### Materials provided
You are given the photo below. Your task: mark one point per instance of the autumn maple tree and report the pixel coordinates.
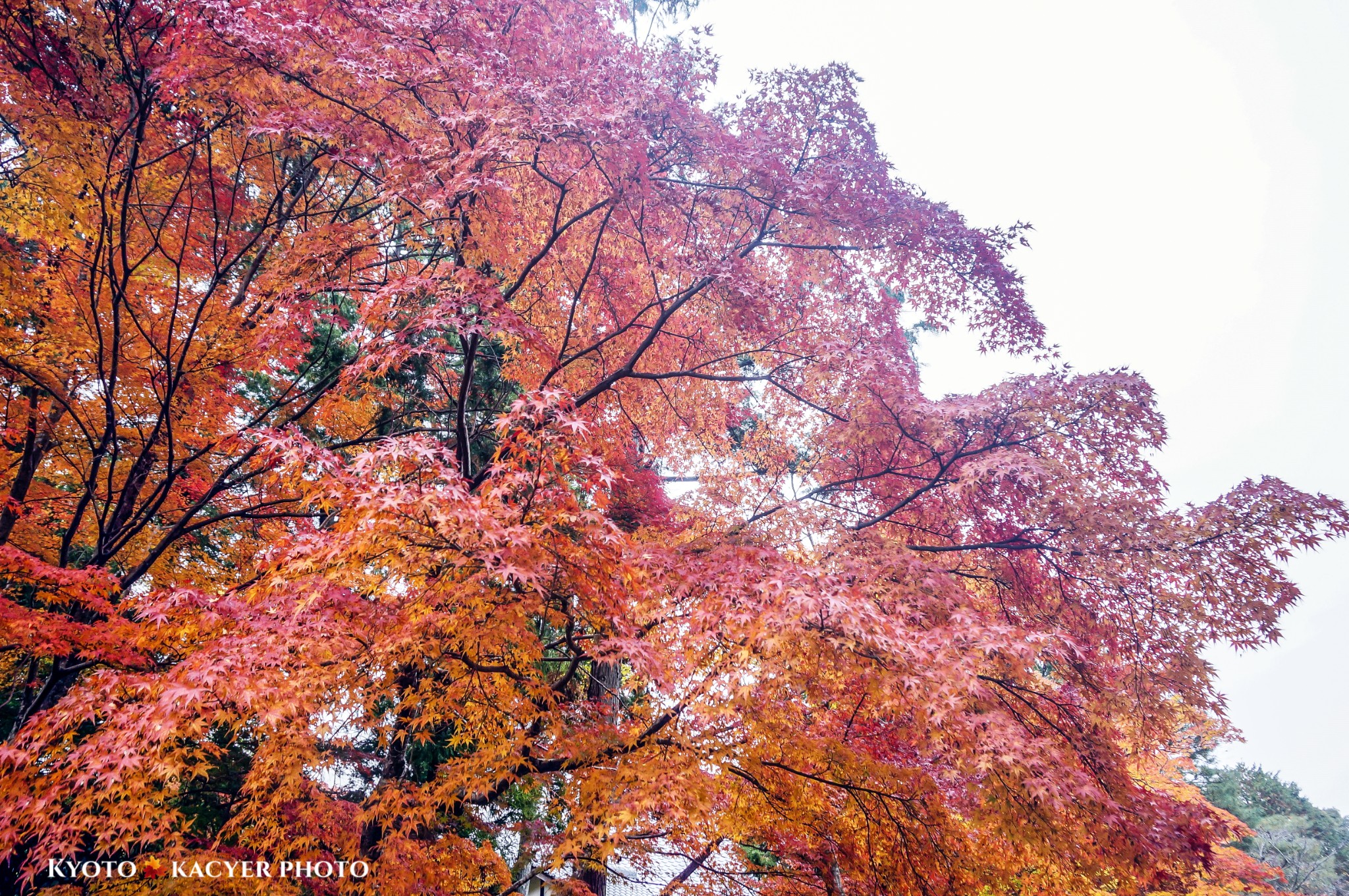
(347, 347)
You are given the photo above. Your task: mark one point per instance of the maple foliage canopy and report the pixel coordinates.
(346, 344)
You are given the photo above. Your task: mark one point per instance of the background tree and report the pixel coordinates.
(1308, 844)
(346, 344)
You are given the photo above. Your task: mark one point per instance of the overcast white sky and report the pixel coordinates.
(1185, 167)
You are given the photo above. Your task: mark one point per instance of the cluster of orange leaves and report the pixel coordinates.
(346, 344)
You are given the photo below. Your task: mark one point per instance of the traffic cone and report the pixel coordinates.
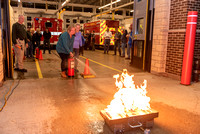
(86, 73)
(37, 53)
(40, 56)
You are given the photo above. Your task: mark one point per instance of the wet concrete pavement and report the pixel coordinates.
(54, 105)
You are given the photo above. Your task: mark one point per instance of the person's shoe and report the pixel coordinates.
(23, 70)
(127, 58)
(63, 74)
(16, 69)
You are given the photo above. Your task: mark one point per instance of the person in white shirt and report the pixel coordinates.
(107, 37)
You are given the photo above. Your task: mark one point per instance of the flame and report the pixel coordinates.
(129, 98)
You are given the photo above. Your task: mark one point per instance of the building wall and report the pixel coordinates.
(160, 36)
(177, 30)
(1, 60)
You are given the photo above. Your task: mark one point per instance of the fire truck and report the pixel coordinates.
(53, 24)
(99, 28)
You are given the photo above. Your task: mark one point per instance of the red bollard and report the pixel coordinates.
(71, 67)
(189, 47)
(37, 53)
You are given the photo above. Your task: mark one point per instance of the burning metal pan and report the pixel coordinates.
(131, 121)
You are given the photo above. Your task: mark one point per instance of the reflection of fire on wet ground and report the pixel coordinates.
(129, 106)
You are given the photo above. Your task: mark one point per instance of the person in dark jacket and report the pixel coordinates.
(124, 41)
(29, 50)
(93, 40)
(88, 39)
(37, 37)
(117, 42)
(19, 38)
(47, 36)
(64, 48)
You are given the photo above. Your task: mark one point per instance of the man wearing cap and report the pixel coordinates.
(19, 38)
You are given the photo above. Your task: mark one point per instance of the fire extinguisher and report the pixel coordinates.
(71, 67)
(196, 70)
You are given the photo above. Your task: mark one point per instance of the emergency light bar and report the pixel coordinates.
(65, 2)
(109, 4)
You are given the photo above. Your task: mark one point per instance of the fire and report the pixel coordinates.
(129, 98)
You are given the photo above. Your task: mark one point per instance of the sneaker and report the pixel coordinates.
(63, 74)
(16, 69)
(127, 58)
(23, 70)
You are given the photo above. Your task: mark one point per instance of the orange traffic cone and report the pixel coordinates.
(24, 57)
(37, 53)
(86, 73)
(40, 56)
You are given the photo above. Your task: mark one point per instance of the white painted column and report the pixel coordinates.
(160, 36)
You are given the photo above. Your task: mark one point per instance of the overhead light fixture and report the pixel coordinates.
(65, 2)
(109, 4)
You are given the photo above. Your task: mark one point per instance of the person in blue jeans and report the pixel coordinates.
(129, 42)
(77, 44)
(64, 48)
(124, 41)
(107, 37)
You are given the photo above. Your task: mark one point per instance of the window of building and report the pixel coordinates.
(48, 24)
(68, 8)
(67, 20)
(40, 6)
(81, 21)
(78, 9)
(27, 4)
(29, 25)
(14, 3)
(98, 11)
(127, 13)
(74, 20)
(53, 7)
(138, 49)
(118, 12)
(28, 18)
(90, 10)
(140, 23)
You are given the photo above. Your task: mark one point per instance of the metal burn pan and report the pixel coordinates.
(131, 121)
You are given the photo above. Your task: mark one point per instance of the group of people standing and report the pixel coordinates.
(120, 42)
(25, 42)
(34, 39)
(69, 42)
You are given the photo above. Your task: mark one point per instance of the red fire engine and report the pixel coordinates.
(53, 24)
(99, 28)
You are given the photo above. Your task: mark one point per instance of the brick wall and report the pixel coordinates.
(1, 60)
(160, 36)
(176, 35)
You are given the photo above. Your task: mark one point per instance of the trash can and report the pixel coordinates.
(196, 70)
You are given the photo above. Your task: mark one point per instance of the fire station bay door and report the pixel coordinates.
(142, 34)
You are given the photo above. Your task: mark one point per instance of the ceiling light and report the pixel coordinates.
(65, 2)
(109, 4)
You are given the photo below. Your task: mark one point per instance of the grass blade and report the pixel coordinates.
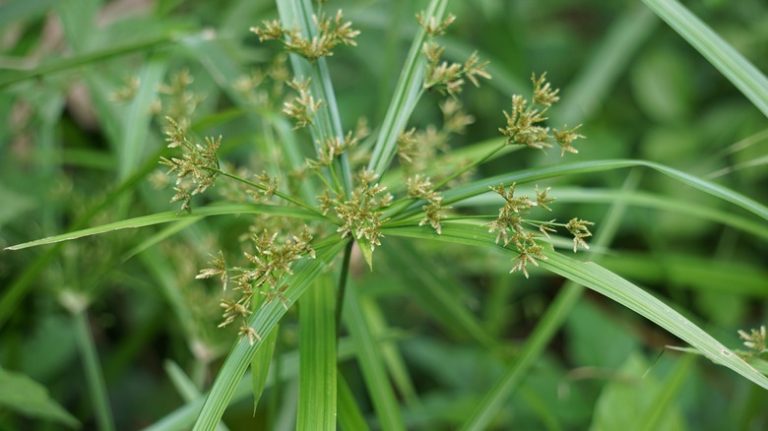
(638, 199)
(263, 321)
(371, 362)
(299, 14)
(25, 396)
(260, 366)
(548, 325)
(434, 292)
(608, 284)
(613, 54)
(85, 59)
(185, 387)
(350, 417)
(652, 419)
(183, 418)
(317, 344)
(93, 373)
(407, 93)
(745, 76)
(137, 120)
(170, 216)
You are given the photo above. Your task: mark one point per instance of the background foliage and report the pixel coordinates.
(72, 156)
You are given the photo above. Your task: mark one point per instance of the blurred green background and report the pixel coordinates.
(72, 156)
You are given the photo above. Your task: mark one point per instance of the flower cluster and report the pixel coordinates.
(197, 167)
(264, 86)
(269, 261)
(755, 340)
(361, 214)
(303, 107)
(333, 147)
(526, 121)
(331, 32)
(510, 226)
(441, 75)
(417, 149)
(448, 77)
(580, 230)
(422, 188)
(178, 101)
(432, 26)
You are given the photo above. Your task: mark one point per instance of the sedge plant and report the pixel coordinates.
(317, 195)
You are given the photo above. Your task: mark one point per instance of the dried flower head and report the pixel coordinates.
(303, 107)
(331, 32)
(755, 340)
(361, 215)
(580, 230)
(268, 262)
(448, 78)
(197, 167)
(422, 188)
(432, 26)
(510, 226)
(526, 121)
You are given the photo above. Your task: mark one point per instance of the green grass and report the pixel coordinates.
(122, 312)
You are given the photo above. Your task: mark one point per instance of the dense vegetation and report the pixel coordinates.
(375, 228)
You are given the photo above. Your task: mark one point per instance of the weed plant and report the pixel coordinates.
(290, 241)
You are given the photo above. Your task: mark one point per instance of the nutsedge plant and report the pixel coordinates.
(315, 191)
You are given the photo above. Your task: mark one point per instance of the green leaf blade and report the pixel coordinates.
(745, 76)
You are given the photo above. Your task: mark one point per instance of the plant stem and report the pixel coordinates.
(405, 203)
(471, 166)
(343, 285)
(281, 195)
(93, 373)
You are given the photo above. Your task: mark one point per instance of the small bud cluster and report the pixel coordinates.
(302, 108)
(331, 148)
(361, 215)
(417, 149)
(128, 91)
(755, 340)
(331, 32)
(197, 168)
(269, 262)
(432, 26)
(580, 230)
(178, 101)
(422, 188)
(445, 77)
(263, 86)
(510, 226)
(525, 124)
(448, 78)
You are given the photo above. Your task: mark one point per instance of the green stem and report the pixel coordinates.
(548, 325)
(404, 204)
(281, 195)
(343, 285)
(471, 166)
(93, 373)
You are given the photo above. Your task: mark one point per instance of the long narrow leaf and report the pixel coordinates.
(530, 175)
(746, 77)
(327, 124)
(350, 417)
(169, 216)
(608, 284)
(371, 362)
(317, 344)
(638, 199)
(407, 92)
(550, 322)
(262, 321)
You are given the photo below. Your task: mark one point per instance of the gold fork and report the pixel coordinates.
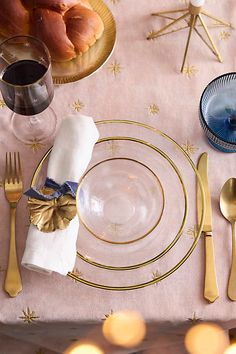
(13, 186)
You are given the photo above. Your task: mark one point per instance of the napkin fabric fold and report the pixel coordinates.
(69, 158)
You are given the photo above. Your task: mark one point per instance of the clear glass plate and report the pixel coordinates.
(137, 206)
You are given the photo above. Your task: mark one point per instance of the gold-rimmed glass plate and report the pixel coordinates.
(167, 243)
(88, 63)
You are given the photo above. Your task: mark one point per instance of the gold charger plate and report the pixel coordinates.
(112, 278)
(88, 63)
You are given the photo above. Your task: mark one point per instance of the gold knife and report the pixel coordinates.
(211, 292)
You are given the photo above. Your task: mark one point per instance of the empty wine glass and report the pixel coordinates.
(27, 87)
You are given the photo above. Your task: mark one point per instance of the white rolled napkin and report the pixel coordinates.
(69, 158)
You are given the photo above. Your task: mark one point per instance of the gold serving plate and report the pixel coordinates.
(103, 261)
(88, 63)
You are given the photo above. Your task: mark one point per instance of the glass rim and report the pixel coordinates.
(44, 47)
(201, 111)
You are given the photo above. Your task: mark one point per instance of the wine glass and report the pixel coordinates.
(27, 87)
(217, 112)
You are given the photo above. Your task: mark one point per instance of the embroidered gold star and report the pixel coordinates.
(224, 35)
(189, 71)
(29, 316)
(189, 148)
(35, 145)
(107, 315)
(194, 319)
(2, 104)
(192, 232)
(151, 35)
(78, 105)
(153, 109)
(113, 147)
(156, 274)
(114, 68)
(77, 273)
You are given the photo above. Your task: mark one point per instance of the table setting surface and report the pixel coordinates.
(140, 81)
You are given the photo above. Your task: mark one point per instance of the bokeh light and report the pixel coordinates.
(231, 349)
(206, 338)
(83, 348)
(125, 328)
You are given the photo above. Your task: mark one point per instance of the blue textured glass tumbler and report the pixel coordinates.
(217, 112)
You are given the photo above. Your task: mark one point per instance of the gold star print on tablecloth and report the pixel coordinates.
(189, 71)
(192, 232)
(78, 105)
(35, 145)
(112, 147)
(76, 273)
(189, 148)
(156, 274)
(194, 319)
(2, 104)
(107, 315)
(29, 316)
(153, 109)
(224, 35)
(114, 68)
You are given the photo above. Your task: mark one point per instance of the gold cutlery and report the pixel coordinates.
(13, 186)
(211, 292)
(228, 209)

### Work to complete
Extract every line from the one with "charger plate and report the pixel coordinates." down to the final line above, both included, exactly as written.

### Solution to this task
You are given the photo above. Your task: mark one point per instance of the gold charger plate and report the pixel coordinates.
(112, 278)
(88, 63)
You are given the photo above. Your task: mark one point per instance of the gold knife and report the pixel coordinates.
(211, 292)
You are given the photo above. Your task: mark one point per instance of the empty wine glass and report the pixel coordinates.
(27, 87)
You are given the photo above. Your task: mark one point per instance of the white rolled napkin and report the pixel coordinates.
(69, 158)
You are given the photo above. Your task: mark one point per instance of the gold serving plate and report the pixel coordinates.
(103, 261)
(88, 63)
You are given the photo above. Your task: mark one point per instance of the glass rim and report the pixel coordinates.
(44, 47)
(201, 111)
You are given the photo above. Your task: mark one point per instance of the wine glass and report the pixel coordinates.
(27, 87)
(217, 112)
You are given the photo above. Your task: mark one point per instance of the embroidered gold star and report the pixel coordinates.
(224, 35)
(189, 71)
(29, 316)
(189, 148)
(35, 145)
(107, 315)
(194, 319)
(2, 104)
(192, 232)
(151, 35)
(78, 105)
(153, 109)
(113, 147)
(156, 274)
(114, 68)
(77, 273)
You are given the photo above. Your task: mark one point per instance of the table setting surface and report the pixel coordinates.
(140, 81)
You are given the photo above. Your task: mark one point per instance of the bokeh light and report the pixel coordinates.
(231, 349)
(206, 338)
(83, 348)
(125, 328)
You are given the photo above. Your task: mark one point per instance of the blue textured glass tumbler and report the pixel coordinates.
(217, 112)
You are given the photo above. Your task: mark one point per instance of the gold star print on tablecloth and report the pixel coordinates.
(189, 71)
(192, 232)
(78, 105)
(35, 145)
(112, 147)
(76, 273)
(189, 148)
(156, 274)
(194, 319)
(2, 104)
(107, 315)
(29, 316)
(153, 109)
(224, 35)
(114, 68)
You are given the photo above. Your task: mark one point per instance of the gold cutlery and report the pixel coordinates.
(13, 186)
(211, 292)
(228, 209)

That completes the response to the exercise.